** Start of Data listing **

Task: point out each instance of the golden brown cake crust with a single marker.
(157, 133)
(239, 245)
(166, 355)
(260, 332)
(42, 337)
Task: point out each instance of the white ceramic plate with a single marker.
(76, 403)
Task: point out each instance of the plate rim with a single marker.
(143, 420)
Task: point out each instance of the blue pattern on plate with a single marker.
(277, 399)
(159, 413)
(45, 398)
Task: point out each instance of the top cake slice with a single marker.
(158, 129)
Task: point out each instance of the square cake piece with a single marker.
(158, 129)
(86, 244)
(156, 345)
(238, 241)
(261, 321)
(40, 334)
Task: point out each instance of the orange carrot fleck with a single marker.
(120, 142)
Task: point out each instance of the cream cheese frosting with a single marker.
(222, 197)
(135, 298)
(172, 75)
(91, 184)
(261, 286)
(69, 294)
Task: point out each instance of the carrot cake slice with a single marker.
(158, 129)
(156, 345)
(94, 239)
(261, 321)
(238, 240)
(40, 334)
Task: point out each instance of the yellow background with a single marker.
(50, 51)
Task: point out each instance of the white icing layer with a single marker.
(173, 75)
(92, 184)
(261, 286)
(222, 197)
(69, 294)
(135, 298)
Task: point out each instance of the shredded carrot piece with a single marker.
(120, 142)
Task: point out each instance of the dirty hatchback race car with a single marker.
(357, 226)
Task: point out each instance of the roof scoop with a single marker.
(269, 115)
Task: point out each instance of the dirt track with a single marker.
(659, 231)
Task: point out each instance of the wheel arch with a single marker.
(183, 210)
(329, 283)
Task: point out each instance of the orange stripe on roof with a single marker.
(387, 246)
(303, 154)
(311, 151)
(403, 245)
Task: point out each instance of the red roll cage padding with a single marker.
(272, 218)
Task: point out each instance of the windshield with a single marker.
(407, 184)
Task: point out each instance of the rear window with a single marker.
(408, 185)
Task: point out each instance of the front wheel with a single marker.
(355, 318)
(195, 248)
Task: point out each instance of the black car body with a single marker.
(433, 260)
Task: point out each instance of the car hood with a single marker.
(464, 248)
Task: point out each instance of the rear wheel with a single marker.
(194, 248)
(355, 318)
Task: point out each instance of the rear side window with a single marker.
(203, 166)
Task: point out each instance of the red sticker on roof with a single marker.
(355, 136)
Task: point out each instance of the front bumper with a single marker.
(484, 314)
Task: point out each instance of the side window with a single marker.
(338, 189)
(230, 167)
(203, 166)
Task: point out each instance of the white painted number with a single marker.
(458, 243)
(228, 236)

** End of Data listing **
** Start of Data listing **

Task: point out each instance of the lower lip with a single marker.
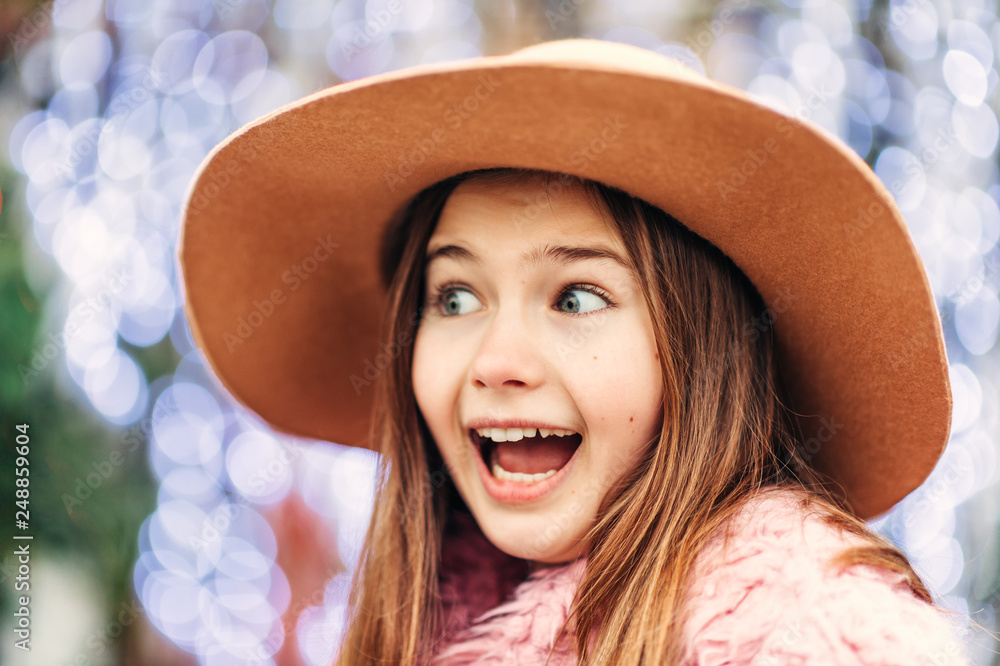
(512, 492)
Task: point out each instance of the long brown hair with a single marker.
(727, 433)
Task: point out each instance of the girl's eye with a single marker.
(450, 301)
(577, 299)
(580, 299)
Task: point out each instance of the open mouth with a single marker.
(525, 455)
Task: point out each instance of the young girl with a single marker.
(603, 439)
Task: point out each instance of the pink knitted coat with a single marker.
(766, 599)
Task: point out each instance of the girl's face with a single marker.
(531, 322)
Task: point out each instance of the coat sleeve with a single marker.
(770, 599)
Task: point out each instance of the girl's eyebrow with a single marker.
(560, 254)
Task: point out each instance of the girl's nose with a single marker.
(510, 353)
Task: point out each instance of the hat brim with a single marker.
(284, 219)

** End of Data listing **

Pick out every line of the material above that contains the word "plate", matching case exactly.

| Exercise answer |
Task: point out each instance of the white ceramic plate with a single marker.
Task: point out each instance of the plate rim with a single marker.
Task: point out each instance of the blue pattern on plate with a single marker.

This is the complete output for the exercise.